What you are asked to do: Pick out every line of the entries below that contains the word "clump", and copy each one.

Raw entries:
::::

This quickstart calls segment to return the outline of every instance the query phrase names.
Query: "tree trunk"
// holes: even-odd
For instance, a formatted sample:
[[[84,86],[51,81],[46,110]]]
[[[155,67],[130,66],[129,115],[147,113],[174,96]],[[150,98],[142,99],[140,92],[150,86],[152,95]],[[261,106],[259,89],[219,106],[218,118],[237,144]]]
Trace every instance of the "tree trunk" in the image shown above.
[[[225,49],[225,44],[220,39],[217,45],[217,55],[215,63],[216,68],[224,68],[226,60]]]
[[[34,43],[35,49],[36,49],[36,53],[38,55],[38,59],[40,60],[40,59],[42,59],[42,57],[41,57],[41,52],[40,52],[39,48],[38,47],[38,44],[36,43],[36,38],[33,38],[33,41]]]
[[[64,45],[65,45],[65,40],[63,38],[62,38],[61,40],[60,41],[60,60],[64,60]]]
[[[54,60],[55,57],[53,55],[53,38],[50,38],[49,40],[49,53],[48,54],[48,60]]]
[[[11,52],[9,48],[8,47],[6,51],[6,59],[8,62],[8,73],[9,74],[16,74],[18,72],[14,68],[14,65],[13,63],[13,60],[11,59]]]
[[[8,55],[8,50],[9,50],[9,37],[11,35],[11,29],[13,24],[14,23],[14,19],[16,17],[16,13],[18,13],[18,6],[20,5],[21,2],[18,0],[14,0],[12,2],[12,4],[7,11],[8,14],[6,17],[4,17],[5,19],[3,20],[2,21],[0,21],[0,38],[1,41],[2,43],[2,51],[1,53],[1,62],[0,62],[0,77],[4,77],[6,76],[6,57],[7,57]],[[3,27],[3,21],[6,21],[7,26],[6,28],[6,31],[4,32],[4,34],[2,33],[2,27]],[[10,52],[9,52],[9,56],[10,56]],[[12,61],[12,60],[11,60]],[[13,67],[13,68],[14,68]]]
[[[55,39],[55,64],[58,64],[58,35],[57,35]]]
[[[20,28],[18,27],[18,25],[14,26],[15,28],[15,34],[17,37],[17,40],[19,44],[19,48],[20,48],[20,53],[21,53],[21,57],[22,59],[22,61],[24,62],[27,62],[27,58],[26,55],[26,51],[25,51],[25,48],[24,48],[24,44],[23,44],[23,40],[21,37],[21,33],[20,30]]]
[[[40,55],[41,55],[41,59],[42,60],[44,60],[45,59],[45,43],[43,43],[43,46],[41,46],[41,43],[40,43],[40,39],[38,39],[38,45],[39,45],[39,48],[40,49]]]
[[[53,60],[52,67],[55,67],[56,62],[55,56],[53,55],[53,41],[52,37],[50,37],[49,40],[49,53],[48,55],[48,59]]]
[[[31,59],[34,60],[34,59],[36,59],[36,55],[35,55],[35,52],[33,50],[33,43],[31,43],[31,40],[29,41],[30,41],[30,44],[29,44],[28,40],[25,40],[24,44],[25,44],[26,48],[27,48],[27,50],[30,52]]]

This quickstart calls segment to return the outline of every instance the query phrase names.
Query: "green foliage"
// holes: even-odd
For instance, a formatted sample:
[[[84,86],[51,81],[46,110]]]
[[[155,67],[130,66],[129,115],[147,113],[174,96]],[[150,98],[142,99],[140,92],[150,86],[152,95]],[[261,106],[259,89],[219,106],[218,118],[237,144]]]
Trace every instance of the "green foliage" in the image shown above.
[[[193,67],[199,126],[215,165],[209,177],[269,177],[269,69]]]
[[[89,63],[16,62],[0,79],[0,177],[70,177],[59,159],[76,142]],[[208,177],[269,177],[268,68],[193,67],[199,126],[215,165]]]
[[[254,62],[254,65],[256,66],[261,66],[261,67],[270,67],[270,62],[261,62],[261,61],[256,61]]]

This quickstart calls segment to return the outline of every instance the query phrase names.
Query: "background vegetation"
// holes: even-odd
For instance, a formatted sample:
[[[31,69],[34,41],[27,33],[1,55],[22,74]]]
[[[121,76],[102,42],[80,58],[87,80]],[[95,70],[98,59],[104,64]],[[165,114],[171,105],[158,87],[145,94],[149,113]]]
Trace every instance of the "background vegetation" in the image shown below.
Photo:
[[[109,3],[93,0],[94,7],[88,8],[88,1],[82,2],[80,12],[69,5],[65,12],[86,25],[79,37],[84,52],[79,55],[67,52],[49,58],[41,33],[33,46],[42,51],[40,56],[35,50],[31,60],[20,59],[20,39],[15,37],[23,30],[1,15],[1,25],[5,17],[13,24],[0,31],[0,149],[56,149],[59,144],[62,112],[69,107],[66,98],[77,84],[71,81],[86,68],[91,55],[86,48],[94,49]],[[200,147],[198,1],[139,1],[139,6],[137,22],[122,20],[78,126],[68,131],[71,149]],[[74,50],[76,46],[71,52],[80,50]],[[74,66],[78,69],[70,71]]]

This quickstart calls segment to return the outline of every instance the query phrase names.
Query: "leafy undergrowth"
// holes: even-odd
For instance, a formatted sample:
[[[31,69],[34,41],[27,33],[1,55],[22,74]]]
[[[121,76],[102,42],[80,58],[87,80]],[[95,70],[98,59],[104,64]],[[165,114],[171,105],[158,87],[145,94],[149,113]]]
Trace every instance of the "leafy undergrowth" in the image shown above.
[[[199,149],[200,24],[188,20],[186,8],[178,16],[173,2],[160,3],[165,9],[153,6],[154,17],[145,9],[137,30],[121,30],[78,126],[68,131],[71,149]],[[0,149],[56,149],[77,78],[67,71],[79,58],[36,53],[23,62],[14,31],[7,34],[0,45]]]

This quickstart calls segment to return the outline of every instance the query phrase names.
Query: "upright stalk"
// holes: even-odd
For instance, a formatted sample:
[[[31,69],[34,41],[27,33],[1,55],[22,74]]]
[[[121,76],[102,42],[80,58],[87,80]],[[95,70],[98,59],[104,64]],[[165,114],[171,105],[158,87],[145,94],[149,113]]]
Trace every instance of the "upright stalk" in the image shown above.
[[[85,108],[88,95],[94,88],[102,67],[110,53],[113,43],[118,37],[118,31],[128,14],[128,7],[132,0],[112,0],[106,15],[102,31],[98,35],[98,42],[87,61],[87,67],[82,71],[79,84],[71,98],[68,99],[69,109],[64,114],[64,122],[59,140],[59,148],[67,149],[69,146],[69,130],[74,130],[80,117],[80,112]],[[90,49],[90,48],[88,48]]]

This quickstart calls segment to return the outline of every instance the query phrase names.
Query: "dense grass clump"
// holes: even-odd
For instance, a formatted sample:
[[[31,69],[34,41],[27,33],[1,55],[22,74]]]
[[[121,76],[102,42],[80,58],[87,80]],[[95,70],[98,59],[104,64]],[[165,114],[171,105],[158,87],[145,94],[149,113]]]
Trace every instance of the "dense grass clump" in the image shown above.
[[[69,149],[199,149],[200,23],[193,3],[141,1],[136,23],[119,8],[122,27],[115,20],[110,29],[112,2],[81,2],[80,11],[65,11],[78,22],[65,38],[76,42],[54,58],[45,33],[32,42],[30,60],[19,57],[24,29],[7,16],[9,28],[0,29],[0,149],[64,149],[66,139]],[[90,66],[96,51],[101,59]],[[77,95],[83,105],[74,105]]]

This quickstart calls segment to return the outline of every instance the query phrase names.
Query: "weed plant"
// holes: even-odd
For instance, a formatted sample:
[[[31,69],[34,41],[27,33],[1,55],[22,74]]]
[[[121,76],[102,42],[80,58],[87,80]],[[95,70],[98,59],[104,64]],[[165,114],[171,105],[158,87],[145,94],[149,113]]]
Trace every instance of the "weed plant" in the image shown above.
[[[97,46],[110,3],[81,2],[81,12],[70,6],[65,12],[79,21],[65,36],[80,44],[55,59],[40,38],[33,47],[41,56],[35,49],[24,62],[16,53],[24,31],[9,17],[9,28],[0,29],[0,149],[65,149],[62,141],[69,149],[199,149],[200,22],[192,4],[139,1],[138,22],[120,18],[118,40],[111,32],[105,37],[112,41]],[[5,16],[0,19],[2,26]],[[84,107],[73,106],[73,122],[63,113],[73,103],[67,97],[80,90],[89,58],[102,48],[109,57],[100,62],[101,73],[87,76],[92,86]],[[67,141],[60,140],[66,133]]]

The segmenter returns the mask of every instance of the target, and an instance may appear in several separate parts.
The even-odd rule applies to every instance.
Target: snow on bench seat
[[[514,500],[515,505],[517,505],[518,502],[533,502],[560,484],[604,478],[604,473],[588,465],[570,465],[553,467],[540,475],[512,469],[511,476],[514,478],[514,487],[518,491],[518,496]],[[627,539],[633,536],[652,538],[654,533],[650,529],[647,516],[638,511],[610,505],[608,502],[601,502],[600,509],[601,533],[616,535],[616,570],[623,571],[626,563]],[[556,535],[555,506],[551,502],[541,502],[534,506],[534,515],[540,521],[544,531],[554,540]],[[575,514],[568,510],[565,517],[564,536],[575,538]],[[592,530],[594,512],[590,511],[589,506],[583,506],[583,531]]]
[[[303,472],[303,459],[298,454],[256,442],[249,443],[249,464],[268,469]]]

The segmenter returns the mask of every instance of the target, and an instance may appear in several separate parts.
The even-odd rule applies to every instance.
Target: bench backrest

::::

Task solution:
Query: "dense grass clump"
Trace every instance of the "dense grass clump" in the image shown above.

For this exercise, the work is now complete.